The exercise: Reproduce the lines of the listing below word for word, starting at the line that contains "jacket lapel in" and ending at the line that contains "(1106, 594)", with both of those lines included.

Provided records:
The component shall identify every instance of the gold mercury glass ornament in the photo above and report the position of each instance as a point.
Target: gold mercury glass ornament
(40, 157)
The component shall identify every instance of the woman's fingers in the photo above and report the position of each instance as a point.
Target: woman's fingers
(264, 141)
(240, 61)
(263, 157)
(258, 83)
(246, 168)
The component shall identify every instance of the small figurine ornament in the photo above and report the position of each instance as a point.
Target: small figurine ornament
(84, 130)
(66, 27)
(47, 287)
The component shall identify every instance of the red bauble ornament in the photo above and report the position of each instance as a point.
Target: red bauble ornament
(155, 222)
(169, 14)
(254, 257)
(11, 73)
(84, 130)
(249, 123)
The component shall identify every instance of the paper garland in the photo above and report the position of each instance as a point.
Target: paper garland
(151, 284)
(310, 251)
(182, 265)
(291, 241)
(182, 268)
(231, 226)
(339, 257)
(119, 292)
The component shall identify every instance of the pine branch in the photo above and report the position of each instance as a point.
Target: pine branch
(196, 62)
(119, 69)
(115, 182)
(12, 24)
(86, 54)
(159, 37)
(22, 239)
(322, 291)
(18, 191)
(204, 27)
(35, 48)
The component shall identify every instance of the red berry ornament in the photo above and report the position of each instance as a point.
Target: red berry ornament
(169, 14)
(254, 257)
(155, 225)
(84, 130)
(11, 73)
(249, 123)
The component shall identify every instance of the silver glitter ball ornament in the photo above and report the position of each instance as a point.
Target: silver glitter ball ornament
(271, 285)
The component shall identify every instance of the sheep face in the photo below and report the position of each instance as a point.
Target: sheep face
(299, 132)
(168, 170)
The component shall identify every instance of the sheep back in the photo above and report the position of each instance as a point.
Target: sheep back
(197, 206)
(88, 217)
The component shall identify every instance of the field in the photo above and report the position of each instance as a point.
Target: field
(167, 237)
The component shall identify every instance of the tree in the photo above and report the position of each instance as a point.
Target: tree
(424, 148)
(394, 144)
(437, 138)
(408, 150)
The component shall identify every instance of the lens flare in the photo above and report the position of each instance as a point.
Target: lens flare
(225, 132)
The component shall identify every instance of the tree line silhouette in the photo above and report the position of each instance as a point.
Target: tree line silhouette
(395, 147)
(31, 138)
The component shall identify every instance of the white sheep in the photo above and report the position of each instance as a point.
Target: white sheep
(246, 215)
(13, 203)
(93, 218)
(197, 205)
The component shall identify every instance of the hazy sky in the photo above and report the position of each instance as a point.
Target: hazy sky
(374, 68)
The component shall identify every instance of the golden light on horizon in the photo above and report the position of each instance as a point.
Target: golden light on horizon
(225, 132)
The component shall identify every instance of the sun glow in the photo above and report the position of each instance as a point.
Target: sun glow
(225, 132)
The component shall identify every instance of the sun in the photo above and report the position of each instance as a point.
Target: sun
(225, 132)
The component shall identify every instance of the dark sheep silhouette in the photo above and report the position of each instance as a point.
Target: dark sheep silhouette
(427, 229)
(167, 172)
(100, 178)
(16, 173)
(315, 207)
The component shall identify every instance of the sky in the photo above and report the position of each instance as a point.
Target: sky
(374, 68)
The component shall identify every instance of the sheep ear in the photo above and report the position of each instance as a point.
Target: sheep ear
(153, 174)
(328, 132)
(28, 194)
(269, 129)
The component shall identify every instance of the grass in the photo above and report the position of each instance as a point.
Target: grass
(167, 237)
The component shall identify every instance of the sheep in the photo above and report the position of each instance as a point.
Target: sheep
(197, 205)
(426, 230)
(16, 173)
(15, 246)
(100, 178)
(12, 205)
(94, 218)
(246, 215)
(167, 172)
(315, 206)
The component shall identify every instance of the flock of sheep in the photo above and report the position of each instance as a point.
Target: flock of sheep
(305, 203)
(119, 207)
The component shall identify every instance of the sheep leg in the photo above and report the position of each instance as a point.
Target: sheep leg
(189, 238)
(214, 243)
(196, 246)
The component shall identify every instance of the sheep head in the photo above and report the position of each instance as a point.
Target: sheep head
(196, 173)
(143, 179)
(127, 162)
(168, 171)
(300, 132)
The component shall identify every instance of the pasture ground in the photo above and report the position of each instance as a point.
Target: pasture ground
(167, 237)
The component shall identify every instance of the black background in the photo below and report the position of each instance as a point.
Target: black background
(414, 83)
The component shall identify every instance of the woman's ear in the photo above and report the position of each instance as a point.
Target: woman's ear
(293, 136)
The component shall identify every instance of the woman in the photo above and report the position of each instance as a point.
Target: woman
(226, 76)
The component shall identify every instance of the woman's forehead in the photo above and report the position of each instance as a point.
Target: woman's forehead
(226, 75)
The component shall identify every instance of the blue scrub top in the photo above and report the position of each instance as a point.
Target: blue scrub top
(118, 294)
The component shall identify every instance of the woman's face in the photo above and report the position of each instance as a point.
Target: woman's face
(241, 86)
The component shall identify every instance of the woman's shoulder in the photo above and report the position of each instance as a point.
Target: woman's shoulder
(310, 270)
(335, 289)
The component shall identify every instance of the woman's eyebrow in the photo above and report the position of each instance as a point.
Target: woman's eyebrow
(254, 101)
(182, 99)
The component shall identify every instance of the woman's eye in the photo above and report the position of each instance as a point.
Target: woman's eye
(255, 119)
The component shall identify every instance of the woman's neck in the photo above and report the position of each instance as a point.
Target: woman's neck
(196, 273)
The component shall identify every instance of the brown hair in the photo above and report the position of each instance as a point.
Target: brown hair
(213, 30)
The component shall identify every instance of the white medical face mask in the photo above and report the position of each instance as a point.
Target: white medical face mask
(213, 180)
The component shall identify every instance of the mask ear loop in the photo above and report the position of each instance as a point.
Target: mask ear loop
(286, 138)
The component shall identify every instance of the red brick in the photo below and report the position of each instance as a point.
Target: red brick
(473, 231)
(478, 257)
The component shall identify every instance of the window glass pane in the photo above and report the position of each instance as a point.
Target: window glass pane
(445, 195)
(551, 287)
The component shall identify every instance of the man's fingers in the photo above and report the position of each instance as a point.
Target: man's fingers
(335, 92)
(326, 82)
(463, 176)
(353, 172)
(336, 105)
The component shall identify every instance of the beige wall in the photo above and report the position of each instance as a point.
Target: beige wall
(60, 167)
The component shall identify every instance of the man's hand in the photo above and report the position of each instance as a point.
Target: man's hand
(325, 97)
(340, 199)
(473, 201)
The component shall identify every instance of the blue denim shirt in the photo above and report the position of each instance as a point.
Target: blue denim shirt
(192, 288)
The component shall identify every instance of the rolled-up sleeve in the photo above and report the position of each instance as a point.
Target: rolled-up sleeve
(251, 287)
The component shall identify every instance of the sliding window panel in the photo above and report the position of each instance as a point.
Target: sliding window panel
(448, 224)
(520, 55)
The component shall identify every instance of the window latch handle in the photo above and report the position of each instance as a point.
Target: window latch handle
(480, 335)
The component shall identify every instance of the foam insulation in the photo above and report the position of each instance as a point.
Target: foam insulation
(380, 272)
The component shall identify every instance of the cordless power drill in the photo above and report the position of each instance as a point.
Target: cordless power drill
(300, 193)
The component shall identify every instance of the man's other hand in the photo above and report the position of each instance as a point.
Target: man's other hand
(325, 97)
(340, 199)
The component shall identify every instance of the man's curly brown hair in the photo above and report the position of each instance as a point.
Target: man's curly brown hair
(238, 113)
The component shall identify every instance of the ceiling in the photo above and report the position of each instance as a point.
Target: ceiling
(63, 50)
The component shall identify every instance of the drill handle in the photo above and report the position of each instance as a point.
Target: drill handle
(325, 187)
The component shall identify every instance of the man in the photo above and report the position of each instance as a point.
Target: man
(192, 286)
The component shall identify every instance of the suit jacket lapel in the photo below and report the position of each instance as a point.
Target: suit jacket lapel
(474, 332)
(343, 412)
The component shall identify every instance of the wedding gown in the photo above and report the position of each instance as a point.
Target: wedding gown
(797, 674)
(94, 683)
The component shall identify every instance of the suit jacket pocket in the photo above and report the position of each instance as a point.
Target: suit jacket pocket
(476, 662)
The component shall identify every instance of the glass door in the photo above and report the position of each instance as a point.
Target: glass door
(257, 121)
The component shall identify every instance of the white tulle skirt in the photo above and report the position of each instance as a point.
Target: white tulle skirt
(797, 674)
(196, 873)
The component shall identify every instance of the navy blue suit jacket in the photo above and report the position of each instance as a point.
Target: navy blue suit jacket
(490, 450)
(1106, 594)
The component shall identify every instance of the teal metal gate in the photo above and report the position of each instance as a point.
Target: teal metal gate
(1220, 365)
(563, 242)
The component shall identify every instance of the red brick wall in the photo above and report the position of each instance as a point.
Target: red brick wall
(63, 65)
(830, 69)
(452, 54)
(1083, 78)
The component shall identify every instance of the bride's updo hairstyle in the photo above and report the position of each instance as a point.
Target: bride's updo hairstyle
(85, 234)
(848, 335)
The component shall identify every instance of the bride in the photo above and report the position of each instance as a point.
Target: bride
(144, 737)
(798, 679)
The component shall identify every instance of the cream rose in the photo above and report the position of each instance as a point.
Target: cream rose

Reply to the exercise:
The component shall identify every instance of the suit jacket lapel in the photo below and report the position of each instance as a point.
Target: suit jacket lapel
(474, 332)
(343, 412)
The component shall identify every instance of the wedding gown in the photo above and report the position of each instance as a point.
Target: wedding gown
(797, 674)
(94, 683)
The component shall identify every instance of the suit jacket pocket in the photo above and report the position of each instance as a point.
Target: suit jacket pocket
(476, 662)
The component shall identify every instance of the glass door in the photo above and report the position of each instance as a point.
Target: glass door
(257, 121)
The component shall identify every instance of the white tulle skirt in the photo above and report the position of each instance as a point.
Target: white tulle skirt
(797, 674)
(196, 873)
The component shall identify every instance of the navy blue suit jacket in the photo above and report the position of each instance as a point.
Target: navy blue suit jacket
(490, 450)
(1106, 594)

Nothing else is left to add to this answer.